◆ **Exercise**:
Repeat the data exactly, please.

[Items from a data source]
——
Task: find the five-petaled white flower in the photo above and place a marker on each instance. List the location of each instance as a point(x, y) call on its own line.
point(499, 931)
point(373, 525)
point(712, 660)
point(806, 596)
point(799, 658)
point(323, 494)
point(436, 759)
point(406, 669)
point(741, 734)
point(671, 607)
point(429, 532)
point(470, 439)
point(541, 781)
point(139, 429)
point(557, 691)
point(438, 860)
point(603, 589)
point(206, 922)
——
◆ **Result of this task**:
Task: find the five-petaled white flower in the photo above and place a marker on each instance. List the location of each instance as a point(x, y) call on its own line.
point(499, 931)
point(373, 525)
point(712, 660)
point(806, 596)
point(799, 658)
point(323, 494)
point(436, 759)
point(406, 669)
point(741, 734)
point(671, 607)
point(429, 532)
point(470, 439)
point(541, 781)
point(139, 429)
point(557, 691)
point(438, 860)
point(603, 589)
point(206, 922)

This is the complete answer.